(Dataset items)
-=-=-=-=-

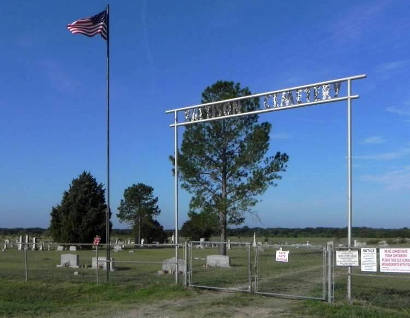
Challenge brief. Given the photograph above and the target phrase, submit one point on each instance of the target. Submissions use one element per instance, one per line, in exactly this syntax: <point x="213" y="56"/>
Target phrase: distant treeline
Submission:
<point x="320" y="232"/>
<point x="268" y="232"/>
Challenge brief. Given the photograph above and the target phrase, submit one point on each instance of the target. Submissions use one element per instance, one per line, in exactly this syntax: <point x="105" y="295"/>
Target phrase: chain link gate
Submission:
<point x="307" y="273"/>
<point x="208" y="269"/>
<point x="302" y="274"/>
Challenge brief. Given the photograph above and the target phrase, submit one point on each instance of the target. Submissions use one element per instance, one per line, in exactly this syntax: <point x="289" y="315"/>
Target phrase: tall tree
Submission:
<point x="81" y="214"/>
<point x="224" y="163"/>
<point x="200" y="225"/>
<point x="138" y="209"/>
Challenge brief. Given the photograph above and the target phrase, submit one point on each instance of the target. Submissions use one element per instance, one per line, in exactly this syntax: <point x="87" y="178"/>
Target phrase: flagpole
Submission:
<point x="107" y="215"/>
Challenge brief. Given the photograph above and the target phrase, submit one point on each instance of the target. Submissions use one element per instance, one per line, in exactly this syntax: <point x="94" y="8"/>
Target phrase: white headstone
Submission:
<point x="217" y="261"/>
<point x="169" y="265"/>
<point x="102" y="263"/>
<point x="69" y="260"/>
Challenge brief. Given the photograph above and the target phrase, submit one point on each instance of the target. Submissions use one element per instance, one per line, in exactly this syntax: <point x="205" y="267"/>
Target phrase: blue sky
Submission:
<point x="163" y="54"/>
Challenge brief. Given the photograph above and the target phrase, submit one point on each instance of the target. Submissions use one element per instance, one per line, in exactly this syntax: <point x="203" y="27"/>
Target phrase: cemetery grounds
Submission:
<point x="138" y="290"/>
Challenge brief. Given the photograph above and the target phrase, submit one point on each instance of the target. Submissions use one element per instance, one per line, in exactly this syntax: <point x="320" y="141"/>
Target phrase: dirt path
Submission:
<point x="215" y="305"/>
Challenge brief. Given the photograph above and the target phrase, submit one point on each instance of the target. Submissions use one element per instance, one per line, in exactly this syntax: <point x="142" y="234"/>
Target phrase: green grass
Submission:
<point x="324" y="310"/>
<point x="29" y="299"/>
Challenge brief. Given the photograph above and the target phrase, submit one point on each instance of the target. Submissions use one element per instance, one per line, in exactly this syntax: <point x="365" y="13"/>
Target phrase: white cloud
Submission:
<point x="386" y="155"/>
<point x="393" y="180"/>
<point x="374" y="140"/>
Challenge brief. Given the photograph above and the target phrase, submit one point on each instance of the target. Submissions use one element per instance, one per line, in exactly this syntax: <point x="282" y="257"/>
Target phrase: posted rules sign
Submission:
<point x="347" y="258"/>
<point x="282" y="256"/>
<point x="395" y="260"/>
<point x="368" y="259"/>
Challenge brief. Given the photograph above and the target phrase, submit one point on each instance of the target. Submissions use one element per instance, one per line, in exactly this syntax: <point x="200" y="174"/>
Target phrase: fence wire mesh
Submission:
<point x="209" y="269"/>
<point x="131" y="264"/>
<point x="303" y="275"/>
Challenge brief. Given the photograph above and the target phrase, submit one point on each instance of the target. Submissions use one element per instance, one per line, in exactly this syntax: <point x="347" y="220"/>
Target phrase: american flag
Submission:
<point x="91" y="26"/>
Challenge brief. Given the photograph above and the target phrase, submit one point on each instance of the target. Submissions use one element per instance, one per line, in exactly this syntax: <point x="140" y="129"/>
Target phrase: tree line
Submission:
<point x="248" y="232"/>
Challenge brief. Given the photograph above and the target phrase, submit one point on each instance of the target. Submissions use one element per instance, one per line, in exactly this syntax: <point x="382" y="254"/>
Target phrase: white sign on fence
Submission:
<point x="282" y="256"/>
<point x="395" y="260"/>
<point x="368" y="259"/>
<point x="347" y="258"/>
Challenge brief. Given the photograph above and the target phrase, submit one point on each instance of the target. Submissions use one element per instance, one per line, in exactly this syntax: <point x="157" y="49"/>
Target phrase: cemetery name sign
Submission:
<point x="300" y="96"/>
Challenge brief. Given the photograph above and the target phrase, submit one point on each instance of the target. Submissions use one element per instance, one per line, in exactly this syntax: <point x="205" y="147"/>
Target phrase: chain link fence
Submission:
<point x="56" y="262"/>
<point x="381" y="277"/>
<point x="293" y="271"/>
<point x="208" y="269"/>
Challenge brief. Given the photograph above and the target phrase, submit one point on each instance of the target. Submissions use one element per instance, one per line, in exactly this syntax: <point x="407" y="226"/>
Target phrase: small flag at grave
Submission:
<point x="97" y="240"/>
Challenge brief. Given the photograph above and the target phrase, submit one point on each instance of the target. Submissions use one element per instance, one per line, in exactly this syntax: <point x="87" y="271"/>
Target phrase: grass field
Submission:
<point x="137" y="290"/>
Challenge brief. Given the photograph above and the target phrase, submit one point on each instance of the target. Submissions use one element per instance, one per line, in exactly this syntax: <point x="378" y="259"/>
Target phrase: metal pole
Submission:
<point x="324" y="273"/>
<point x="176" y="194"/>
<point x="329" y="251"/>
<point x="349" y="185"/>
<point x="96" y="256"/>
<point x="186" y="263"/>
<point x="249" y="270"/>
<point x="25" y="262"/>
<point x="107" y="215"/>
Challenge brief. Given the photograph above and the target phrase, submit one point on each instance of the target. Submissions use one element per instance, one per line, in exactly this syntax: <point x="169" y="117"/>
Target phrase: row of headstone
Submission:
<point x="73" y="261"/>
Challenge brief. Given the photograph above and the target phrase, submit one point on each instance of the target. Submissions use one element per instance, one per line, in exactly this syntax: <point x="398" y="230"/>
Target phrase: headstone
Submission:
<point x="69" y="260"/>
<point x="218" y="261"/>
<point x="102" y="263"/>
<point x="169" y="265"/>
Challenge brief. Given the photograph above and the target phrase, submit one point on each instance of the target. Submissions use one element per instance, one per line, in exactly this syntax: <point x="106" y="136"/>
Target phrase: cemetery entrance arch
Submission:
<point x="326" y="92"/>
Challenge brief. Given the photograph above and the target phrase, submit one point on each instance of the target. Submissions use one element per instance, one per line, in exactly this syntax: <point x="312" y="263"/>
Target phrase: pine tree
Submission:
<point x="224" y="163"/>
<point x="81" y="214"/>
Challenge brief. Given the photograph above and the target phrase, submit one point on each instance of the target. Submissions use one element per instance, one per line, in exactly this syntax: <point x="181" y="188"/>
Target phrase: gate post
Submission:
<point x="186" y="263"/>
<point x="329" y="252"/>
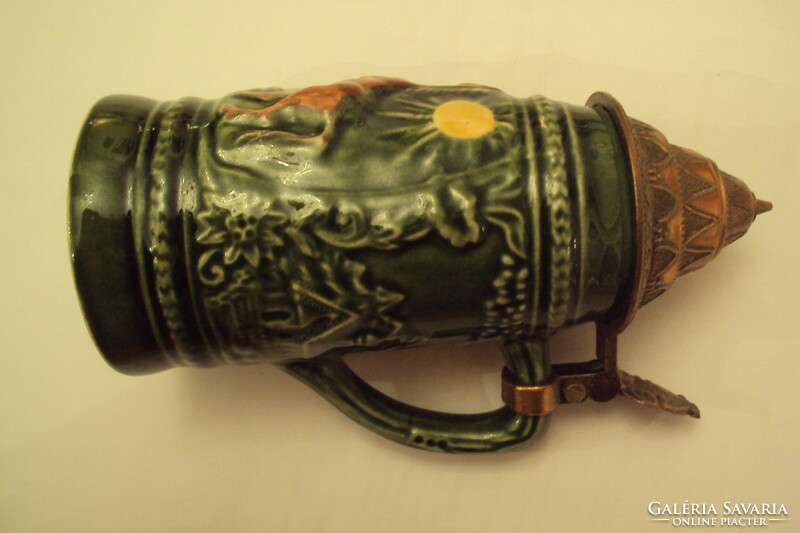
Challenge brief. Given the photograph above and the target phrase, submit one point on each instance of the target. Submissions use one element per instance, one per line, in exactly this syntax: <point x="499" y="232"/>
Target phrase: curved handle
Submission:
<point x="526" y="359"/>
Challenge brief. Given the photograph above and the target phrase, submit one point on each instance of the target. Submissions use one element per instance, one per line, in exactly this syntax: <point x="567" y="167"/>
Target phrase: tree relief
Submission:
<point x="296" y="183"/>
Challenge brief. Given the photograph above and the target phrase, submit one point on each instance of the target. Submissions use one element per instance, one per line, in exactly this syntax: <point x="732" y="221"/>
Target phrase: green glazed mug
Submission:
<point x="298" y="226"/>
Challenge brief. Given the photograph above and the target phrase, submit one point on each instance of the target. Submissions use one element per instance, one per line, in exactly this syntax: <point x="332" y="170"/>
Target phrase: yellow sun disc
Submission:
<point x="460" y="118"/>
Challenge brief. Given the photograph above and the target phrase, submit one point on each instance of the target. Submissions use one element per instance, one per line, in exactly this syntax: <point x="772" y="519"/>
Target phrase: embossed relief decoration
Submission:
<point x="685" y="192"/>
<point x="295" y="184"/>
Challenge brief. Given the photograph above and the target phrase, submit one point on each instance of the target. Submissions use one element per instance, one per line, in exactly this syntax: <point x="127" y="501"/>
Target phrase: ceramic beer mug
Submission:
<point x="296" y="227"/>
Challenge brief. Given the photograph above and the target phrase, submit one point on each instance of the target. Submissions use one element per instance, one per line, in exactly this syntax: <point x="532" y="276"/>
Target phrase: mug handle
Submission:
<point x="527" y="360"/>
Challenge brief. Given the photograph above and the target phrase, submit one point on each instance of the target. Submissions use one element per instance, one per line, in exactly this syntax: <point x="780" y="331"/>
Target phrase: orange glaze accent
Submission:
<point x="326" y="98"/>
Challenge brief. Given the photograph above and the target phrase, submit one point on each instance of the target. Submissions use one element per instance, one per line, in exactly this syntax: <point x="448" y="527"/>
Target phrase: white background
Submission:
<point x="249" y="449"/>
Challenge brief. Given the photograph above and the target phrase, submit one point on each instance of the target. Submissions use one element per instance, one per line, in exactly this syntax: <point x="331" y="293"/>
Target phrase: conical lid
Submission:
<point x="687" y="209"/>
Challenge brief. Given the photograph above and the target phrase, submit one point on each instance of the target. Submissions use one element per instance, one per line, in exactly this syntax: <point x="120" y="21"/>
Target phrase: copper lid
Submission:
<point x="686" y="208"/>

-=-=-=-=-

■ WHAT YOU ARE ASKED TO DO
Where the string "white" turns up in a line of the data above, copy that whole line.

■ ANSWER FOR THIS EXERCISE
Target phrase: white headstone
Target phrase: white cloud
Target phrase: white sign on fence
Target phrase: white background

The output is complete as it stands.